A Rocky Road to Recovery

The lights are still on at ME TV, but is it a new dawn?

Marcus Sillers and Jasmine Hamamcy beside the ME TV marquee
Marcus Sillers and Jasmine Hamamcy beside the ME TV marquee

When Marcus Sillers decided to propose to Jasmine Hamamcy, it didn't take long for him to decide when and where to do it. Sillers, a Fort Worth native, is a longtime music lover, and the "live music capital" provided an important soundtrack to his courtship with Hamamcy. Although she is the Austinite, Sillers says that he was the one to bring Austin's music scene into their world.

"A lot of our relationship took place here on Congress Avenue," he says. First Thursdays, catching bands at the Continental Club and other venues, and, he says with fondness, watching ME TV, the Music & Entertainment Television studio housed in the former-movie-theatre-turned-TV-studio on South Congress and West Live Oak.
------------------------------------
» **Given request A**
Using the article about ME TV, explain in one to three sentences why Austin's music scene mattered to the relationship between Marcus Sillers and Jasmine Hamamcy.
» **Given request B**
List every activity that the article about ME TV names as part of the couple's time on Congress Avenue.
» **Given request C**
Continue the article about ME TV, starting after its final sentence.

» **Extracted entries**
------------------------------------
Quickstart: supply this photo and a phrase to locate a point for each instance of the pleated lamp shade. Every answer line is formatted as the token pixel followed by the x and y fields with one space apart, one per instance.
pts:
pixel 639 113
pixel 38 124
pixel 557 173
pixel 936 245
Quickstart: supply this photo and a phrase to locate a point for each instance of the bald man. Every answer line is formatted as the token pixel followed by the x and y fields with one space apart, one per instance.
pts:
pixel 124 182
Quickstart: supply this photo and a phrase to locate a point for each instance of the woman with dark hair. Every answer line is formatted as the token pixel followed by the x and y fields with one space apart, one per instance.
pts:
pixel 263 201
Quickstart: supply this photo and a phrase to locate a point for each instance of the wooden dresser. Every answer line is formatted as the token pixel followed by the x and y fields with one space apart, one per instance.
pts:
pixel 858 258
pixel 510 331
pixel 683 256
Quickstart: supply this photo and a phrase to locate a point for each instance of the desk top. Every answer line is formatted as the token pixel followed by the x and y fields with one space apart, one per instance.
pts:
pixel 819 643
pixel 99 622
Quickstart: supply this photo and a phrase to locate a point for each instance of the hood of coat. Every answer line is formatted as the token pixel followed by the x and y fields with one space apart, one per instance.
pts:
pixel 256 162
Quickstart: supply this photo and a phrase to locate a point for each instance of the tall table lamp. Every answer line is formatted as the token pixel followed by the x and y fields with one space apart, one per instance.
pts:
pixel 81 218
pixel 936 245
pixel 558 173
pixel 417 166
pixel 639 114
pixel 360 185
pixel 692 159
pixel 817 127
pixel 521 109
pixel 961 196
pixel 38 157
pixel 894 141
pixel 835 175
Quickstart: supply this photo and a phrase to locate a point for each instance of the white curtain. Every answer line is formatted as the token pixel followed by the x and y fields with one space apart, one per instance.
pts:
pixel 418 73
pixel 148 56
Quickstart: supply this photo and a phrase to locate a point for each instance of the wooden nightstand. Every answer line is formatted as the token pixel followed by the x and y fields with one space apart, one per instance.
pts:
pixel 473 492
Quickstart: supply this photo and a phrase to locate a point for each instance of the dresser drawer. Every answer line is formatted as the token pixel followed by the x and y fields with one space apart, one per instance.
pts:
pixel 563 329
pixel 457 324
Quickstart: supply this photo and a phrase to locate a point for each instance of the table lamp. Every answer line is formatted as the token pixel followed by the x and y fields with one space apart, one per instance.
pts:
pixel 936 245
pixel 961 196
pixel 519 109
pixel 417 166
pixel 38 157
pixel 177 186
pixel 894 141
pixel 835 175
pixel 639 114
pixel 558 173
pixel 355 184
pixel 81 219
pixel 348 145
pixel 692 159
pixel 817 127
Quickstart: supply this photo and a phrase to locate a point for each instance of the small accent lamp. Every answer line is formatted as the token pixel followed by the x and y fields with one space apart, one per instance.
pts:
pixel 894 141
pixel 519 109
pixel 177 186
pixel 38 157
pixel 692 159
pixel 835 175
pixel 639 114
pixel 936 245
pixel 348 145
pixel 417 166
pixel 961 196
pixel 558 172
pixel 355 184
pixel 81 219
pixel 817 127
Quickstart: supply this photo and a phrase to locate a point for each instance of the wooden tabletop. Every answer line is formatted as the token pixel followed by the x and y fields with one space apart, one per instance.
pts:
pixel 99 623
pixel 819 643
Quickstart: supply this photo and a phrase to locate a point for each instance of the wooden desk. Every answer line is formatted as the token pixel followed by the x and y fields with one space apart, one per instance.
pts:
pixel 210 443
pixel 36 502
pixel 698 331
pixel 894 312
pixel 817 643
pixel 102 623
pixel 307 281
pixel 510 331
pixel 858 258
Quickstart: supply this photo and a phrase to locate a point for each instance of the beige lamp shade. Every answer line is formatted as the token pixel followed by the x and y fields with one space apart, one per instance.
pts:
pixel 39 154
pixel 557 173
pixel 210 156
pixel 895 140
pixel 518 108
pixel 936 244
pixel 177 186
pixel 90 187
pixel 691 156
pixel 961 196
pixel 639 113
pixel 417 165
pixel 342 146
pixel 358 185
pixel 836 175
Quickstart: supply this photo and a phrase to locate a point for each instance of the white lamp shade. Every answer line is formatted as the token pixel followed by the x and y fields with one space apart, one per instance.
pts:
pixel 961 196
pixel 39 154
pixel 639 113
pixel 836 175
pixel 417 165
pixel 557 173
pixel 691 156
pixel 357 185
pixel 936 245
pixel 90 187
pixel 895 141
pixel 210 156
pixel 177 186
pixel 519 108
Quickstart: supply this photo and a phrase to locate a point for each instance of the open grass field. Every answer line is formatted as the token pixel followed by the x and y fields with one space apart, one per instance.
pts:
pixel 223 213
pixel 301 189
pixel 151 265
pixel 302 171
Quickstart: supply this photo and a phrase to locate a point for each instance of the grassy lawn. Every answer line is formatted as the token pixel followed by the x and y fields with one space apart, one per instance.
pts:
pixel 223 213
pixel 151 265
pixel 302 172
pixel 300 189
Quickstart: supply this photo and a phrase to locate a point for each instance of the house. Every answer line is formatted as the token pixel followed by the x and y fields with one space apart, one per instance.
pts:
------------------------------------
» **Written response A**
Austin's music scene gave Sillers, a longtime music lover, an important soundtrack to his courtship with Hamamcy. Much of their relationship took place on Congress Avenue, where they went to First Thursdays, heard bands at the Continental Club and other venues, and watched ME TV.

» **Written response B**
- First Thursdays
- catching bands at the Continental Club and other venues
- watching ME TV

» **Written response C**
"I would watch it all the time to see what was happening," Sillers said. "Jasmine was not into music as much as me. I was the one who brought that into our relationship. Eventually, we watched ME TV together to hear about bands and then go check them out," he added. So when Sillers worked up the nerve to propose, he contacted ME TV, got it to post his big question on the studio's marquee facing Congress ("Jasmine, will you marry me?"), and carefully planned it so that they would be walking by at just the right moment.

"It just made sense to me," Sillers said by phone a few days after the very public proposal took place. "Symbolically, ME means a lot to me," he said, "I mean, with the whole music connection and being on Congress and everything. I thought about the Paramount [which also has a marquee], but with ACL starting the next day I thought it would be easier to get ME TV than the Paramount, and like I said, there's the symbolism of it."

Getting the ME TV marquee the day before one of the city's major music festivals may have been a great addition to Sillers and Hamamcy's love story, but it could be seen as an oblique reflection on the condition of ME TV: bright on the outside, charged with anticipation, but, like love, largely inscrutable.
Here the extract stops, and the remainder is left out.